# [Raw records]
***
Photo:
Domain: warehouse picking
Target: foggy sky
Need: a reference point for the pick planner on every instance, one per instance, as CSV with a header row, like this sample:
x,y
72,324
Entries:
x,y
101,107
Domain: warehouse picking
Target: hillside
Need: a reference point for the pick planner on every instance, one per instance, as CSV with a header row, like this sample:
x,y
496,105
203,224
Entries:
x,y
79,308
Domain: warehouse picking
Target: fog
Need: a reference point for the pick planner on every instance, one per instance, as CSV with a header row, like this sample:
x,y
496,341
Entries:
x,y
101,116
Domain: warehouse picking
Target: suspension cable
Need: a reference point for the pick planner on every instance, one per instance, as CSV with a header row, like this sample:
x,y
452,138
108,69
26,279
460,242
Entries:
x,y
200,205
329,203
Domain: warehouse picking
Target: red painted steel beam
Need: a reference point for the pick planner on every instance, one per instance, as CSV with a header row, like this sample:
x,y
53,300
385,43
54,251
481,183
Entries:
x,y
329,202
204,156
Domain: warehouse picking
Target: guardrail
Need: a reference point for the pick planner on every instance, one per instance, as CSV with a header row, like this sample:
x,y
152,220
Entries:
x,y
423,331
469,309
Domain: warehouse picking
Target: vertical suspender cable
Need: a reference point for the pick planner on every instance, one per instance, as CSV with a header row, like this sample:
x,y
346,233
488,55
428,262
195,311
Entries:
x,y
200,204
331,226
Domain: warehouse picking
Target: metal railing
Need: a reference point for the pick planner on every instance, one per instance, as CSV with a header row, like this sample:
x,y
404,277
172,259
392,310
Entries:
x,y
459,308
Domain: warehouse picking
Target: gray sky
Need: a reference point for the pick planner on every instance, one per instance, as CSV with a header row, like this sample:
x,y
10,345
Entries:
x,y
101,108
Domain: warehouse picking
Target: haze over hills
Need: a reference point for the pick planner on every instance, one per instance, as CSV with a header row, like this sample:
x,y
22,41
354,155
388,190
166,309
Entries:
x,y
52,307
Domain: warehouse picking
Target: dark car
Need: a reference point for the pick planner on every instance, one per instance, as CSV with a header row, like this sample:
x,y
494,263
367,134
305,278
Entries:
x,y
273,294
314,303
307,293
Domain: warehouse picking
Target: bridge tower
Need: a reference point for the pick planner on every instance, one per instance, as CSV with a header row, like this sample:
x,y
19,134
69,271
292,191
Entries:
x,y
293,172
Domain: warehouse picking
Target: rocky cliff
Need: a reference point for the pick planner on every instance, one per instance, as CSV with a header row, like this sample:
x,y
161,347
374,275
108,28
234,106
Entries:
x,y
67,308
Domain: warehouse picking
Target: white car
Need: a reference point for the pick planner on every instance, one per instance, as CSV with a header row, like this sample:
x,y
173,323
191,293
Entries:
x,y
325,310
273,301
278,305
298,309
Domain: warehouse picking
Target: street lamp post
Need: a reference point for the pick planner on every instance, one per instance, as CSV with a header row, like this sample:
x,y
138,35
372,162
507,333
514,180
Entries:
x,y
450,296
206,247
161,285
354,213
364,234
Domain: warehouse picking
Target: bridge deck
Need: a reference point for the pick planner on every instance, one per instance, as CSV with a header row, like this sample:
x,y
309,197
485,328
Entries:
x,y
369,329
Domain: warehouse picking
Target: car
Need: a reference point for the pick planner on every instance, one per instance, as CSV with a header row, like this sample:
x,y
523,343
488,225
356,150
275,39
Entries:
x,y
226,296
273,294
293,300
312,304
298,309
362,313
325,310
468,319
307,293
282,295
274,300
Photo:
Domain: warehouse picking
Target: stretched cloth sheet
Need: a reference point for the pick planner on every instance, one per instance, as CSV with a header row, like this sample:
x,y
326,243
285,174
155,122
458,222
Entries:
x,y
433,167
***
# [REQUIREMENT]
Copy the data above in full, character for character.

# [OUTPUT OF THE TASK]
Photo:
Domain: warehouse picking
Target: foggy sky
Need: a reference point for the pick planner on every instance, one per instance, as CSV with a header row, like this sample:
x,y
72,324
Entries:
x,y
101,107
Domain: warehouse picking
Target: hillside
Need: a reference point for the pick planner on every instance, one per instance, as CSV with a header row, like this sample:
x,y
496,105
203,224
Entries:
x,y
79,308
Domain: warehouse picking
Target: fog
Need: a reference point for the pick planner on every instance, one per instance, as CSV with a header row, like this sample:
x,y
496,341
Entries:
x,y
101,116
Domain: warehouse picking
Target: suspension cable
Need: a reference point for the pick planner on every instance, one per instance, as CSV with a header row, like this sample:
x,y
452,138
108,69
26,279
460,242
Entries:
x,y
200,205
329,203
Domain: warehouse picking
Target: red painted steel beam
Need: a reference point for the pick planner on every instance, one per instance, as CSV with a header row, like this sample:
x,y
53,300
385,43
54,251
481,183
Entries:
x,y
329,202
204,156
Domain: warehouse picking
Target: guardrail
Need: a reference point for the pick planner on every instance, one per instance, as CSV with a header row, like this sample:
x,y
152,220
Entries:
x,y
423,331
469,309
Domain: warehouse picking
Target: vertical suspender cable
Need: a reference point for the pick planner on every instance, one per instance, as CSV with a header row, like this sample:
x,y
346,233
488,55
428,262
195,311
Entries:
x,y
200,204
331,226
Domain: warehouse picking
Target: metal railing
Need: a reference point for the pick planner on every instance, one per instance, as CSV with a header row, like this sample:
x,y
404,277
172,259
392,310
Entries:
x,y
459,308
Domain: warehouse picking
Target: gray sky
Need: a reference point for the pick planner on every instance, one per instance, as CSV with a header row, like this sample:
x,y
10,345
Entries:
x,y
101,108
Domain: warehouse picking
Target: haze over hills
Need: a reference point for the pick planner on every instance, one per instance, as CSV with a header row, like this sample:
x,y
22,41
354,155
388,190
166,309
Entries:
x,y
52,307
Domain: warehouse picking
Target: dark car
Need: a reference point for the pick planner on every instance, one per instance, as CSV with a header row, like this sample:
x,y
494,263
367,134
305,278
Entries:
x,y
273,294
314,303
307,293
Domain: warehouse picking
Target: bridge tower
Need: a reference point for the pick planner on every instance, one per instance, as CSV with a header row, like this sample:
x,y
19,134
69,271
292,191
Entries:
x,y
293,172
Domain: warehouse picking
Target: rocky cliff
Need: a reference point for the pick planner on every instance, one per instance, as CSV with a header row, like this sample:
x,y
161,347
374,275
108,28
234,106
Entries:
x,y
67,308
Domain: warehouse picking
Target: white car
Need: a reference point for the pick planner on every instance, one per instance, as CSV with a header row, like this sample:
x,y
173,323
191,293
Entries:
x,y
325,310
273,301
278,305
298,309
Domain: warehouse picking
Target: street lamp post
Need: a reference point for the pick planner on every instance, one per instance, as CSV with a header row, like this sample:
x,y
138,35
372,162
507,333
514,180
Entries:
x,y
450,296
206,247
161,285
354,213
364,234
Domain: warehouse picking
Target: bridge deck
Need: a reference point for the pick planner on every instance, one per instance, as CSV with a header row, like this sample:
x,y
309,197
485,328
Entries:
x,y
369,329
Domain: warehouse picking
Target: car
Need: a reference point for the pick planner on every instance, one per instance, as CSV with a header row, like this sample:
x,y
523,343
488,225
356,150
275,39
Entries:
x,y
226,296
273,294
293,300
312,304
298,309
362,313
325,310
468,319
307,293
282,295
274,300
Photo:
Domain: warehouse picking
Target: stretched cloth sheet
Need: a reference point for the pick planner on every instance, one per instance, as CSV with a header row, like this sample:
x,y
326,243
285,174
155,122
458,222
Entries:
x,y
433,167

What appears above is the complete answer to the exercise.